**Task description**
The listing below is to be reproduced in full, character for character.

**Exercise materials**
══════════════════════════════

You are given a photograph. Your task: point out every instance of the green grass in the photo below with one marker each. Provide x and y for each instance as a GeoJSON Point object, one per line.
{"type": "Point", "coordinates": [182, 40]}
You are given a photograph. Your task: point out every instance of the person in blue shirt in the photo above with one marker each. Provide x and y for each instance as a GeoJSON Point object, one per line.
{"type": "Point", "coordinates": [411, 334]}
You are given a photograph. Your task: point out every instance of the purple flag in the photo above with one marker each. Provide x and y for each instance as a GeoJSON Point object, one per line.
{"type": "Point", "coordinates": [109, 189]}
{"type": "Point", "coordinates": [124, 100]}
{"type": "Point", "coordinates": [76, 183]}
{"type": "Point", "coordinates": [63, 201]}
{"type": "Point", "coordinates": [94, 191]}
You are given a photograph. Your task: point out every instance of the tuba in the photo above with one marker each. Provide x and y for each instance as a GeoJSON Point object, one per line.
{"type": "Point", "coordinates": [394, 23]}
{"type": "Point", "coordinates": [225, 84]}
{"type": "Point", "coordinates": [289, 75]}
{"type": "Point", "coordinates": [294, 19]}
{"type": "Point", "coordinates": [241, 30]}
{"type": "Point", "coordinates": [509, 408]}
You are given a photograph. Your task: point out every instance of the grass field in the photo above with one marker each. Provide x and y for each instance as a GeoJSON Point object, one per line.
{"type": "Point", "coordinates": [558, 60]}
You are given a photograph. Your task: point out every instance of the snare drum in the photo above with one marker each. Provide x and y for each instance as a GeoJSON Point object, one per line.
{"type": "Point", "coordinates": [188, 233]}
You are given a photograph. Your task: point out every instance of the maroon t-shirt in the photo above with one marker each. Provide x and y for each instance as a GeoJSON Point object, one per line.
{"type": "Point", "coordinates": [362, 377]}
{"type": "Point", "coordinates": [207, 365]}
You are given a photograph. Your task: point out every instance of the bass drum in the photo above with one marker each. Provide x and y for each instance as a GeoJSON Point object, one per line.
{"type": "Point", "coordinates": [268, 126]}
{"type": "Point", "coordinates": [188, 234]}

══════════════════════════════

**Solution to this exercise**
You are given a photograph. Your task: point out every instance of the green grass in the photo below with one marker each. Provide x and y for each instance as a GeoJSON Point object, one per line.
{"type": "Point", "coordinates": [182, 40]}
You are given a photograph. Your task: point out every instance of the person in blue shirt in the photo above with one marker each. Provide x and y for each instance as a GeoJSON Point object, one per line.
{"type": "Point", "coordinates": [411, 334]}
You are given a photograph. Your task: point out every instance of the purple flag in the photo above with one marker each. Provide x and y for each instance as a GeoJSON Point object, one per line.
{"type": "Point", "coordinates": [109, 189]}
{"type": "Point", "coordinates": [124, 100]}
{"type": "Point", "coordinates": [76, 183]}
{"type": "Point", "coordinates": [63, 201]}
{"type": "Point", "coordinates": [94, 191]}
You are given a photograph. Your task: point out every instance of the tuba in the photo above with one marker each. Provide x and y for each instance as a GeoJSON Point object, one per line.
{"type": "Point", "coordinates": [394, 23]}
{"type": "Point", "coordinates": [225, 84]}
{"type": "Point", "coordinates": [289, 75]}
{"type": "Point", "coordinates": [294, 19]}
{"type": "Point", "coordinates": [241, 30]}
{"type": "Point", "coordinates": [509, 408]}
You are given a photograph. Your task: point out every instance of the grass field in the photo above with one marker each. Provide x and y for each instance as a GeoJSON Point object, one per line.
{"type": "Point", "coordinates": [558, 60]}
You are given a photograph. Your task: point out every instance of the snare drum in the photo above with one marker each. Provide x and y for each instance as a GeoJSON Point object, one per line.
{"type": "Point", "coordinates": [188, 233]}
You are given a photograph. Your task: point out every instance of the maroon t-shirt in the photo above with one marker each. Provide x and y for each instance as a GeoJSON Point object, one per line.
{"type": "Point", "coordinates": [362, 377]}
{"type": "Point", "coordinates": [207, 365]}
You are given a photograph. Your task: point out every instance of the bass drum in the photo above with one marker each. Provide x and y for each instance as a GeoJSON Point object, one per line.
{"type": "Point", "coordinates": [268, 126]}
{"type": "Point", "coordinates": [188, 234]}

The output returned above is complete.